→ REQUIRED ACTIONS
(A) According to the crypto security text, which two password managers are recommended?
(B) Carry the crypto security text forward, picking up after its last sentence.
------ EXTRACT TO READ
Having wallet and exchange software on your personal device opens you up to many security holes. Imagine if your bank’s employees started carrying around your private banking information everywhere they went. It doesn’t seem very safe, but that’s exactly what you are doing.
The basics
If you’re new to this space, here’s a short video from security.org on how to keep your crypto safe. A beginner’s guide.
There are many levels to the safety and security of your private information. In this article, we can tackle these security issues but you, as the custodian, will have to decide how much risk you want to take when diving into this non-regulated industry.
Here’s our list of the top 10 things you can do to keep your crypto safe
1. Access to your device: Do not trust others’ access to your device. Anyone can easily and quickly send funds out.
2. Passwords: Use strong passwords with everything that you do online. Password managers like 1Password and LastPass highly recommended.
------------
------ DATA LINES
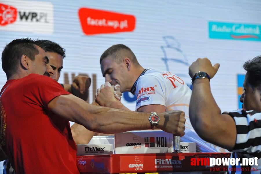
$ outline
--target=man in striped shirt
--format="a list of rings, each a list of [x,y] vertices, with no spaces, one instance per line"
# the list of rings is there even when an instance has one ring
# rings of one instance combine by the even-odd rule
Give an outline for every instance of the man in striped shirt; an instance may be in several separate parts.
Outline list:
[[[198,59],[189,67],[193,84],[189,108],[191,122],[202,139],[232,152],[231,157],[240,158],[238,165],[228,166],[229,173],[260,173],[261,56],[244,64],[247,73],[240,98],[243,108],[231,112],[221,113],[210,90],[210,79],[219,66],[219,64],[212,66],[208,59],[204,58]],[[239,165],[242,163],[242,158],[255,157],[258,159],[257,165]]]

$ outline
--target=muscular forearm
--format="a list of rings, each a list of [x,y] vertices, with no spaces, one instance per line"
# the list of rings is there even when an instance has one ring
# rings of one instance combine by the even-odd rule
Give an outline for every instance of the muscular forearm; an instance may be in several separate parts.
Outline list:
[[[221,113],[210,90],[208,79],[194,81],[189,112],[190,121],[195,130],[198,132],[198,133],[201,132],[205,133],[209,126],[214,124],[214,118]]]
[[[233,147],[236,135],[234,122],[229,115],[221,114],[208,79],[194,81],[189,114],[192,126],[202,139],[228,149]]]
[[[0,146],[0,161],[7,159],[7,156]]]

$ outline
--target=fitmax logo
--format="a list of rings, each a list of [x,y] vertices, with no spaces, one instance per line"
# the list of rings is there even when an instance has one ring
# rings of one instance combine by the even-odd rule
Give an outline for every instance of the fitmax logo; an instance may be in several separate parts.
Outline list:
[[[144,92],[147,92],[148,91],[155,91],[155,89],[154,88],[155,86],[151,86],[150,87],[148,87],[147,88],[141,88],[140,90],[139,90],[139,94],[140,94],[142,93],[143,93]]]
[[[97,147],[85,147],[85,151],[104,151],[104,148],[97,148]]]
[[[17,19],[25,22],[49,23],[47,13],[25,10],[18,11],[15,7],[0,3],[0,26],[5,26],[14,23]]]

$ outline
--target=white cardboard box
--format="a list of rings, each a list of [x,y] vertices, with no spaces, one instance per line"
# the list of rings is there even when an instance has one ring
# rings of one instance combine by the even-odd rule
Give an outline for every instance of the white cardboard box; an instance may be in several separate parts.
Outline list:
[[[160,130],[130,131],[115,134],[115,153],[171,153],[173,140],[172,134]]]
[[[115,142],[116,154],[173,152],[173,134],[160,130],[130,131],[116,134]],[[196,152],[196,143],[180,142],[180,151]]]
[[[78,156],[113,154],[114,149],[113,144],[77,144]]]

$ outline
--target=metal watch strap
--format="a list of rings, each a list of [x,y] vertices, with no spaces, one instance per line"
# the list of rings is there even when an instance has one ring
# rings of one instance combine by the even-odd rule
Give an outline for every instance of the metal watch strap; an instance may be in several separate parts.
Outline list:
[[[154,112],[151,113],[152,115],[158,115],[158,114],[157,114],[157,113],[156,112]],[[151,125],[152,125],[152,129],[156,129],[158,127],[158,124],[157,125],[154,124],[152,123]]]

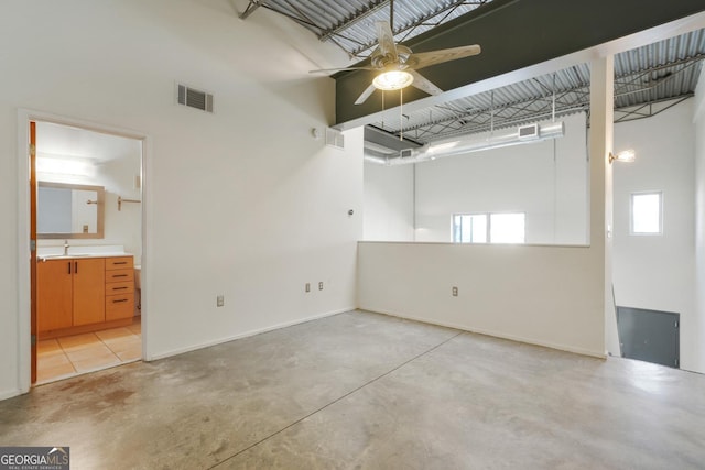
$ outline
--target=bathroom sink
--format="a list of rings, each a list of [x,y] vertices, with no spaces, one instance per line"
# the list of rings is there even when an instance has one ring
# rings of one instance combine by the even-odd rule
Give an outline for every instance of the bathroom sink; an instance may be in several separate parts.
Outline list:
[[[82,253],[82,254],[44,254],[42,256],[39,256],[40,260],[61,260],[61,259],[69,259],[69,258],[87,258],[87,256],[93,256],[91,254],[88,253]]]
------------
→ OUTPUTS FOR THE TASKS
(A) 1Password and LastPass.

(B)
3. 2FA: Always enable 2FA when you can and use an authenticator app like Google or Microsoft Authenticator. This means that the person logging in must also have your device.
4. Secure your wi-fi network. Create three networks. One network for yourself that only you have access to. One for your family and one for guests. Learn how to secure your network here at Kaspersky.
5. Store your long-term investments off the exchange. Use hot/cold wallets and hardware devices. For more on wallets and hardware devices, you can learn more here at Exodus.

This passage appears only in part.